▶ **PROBLEM**
In the stretch from the start of the items through the line that contains "point(44, 352)", change "cap brim" to "visor" and leave everything else as it is. Give back only those lines, without the pictures.

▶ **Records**
+--
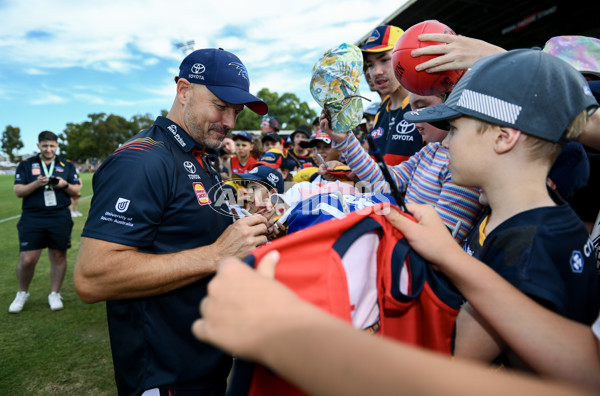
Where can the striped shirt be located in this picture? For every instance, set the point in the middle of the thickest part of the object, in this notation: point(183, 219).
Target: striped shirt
point(424, 179)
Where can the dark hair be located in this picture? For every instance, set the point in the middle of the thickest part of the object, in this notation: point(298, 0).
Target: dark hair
point(47, 135)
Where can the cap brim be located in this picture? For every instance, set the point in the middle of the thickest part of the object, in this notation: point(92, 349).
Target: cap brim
point(235, 95)
point(378, 48)
point(595, 86)
point(432, 114)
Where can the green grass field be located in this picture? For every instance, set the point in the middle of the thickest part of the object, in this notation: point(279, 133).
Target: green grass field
point(44, 352)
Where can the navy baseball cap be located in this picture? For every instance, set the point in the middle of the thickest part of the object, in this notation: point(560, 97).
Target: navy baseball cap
point(265, 174)
point(223, 74)
point(272, 121)
point(382, 38)
point(517, 89)
point(243, 135)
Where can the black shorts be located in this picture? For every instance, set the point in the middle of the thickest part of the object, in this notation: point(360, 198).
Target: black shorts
point(37, 234)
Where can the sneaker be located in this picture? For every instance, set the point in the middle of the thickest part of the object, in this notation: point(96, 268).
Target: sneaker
point(55, 301)
point(19, 302)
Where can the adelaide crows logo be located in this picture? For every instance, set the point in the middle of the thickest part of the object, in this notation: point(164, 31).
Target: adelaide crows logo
point(242, 69)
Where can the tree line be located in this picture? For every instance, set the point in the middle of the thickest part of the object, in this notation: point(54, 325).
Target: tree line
point(99, 135)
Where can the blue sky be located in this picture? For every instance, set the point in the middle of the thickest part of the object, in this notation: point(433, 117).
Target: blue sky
point(63, 59)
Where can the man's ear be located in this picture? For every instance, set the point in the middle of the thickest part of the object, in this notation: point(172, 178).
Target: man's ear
point(506, 138)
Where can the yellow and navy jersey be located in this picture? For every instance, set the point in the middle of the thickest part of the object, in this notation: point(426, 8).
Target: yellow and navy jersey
point(158, 192)
point(396, 138)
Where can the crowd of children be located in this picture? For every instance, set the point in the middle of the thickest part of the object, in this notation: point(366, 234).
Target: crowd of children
point(494, 166)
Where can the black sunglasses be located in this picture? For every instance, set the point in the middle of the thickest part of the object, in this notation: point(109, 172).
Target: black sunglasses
point(327, 105)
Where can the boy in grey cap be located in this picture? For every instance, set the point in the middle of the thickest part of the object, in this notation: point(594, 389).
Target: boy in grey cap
point(506, 130)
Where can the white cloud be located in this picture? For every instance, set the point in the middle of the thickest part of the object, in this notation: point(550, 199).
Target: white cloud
point(47, 98)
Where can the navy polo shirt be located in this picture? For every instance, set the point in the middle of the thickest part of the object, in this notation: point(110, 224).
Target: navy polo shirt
point(152, 193)
point(547, 254)
point(33, 204)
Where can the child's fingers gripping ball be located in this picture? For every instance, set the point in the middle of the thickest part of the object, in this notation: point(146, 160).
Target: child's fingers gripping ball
point(421, 83)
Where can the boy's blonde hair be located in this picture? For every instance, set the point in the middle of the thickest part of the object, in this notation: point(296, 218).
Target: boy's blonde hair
point(541, 148)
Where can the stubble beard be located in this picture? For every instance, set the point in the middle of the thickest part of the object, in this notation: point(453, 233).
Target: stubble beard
point(203, 137)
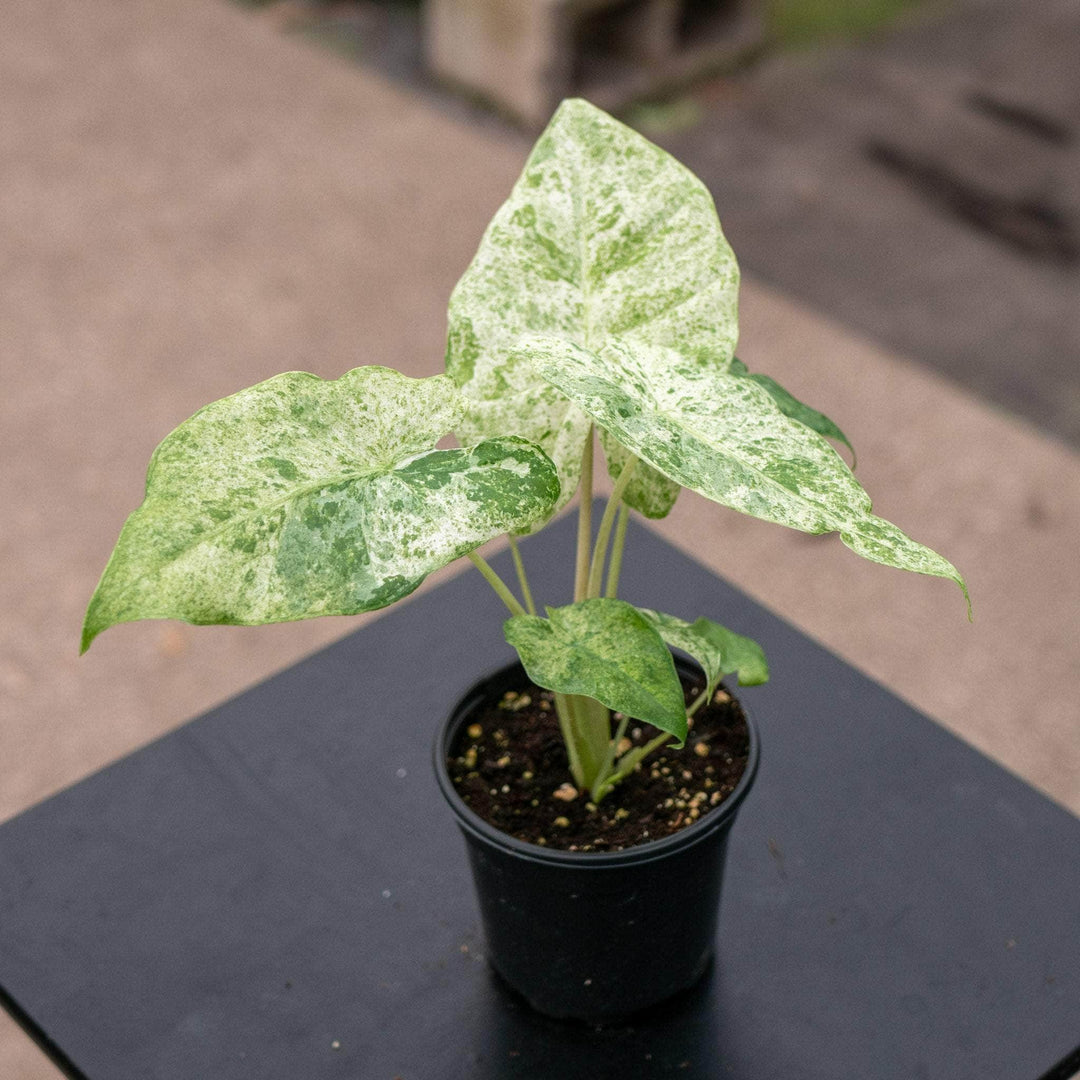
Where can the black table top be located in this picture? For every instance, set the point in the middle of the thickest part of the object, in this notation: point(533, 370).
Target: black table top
point(275, 890)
+--
▶ **SOLUTION TO THIS TASK**
Where can the striped shirt be located in this picture? For every instance, set the point in the middle of the thickest part of the object, in this notation: point(183, 219).
Target: striped shirt
point(424, 179)
Where can the dark hair be located in this picture? For every instance, set the point in the middle of the thickest part of the object, in this notation: point(298, 0).
Target: dark hair
point(47, 135)
Where can the visor be located in this picture? For every instance, set the point in the middle of the thickest part of the object, in this notation: point(92, 349).
Target: visor
point(235, 95)
point(378, 48)
point(595, 86)
point(432, 114)
Where can the green grass field be located in this picture? For every instance, set the point in the middle of the thickest part of the object, in this notation: point(279, 133).
Target: green grass field
point(44, 352)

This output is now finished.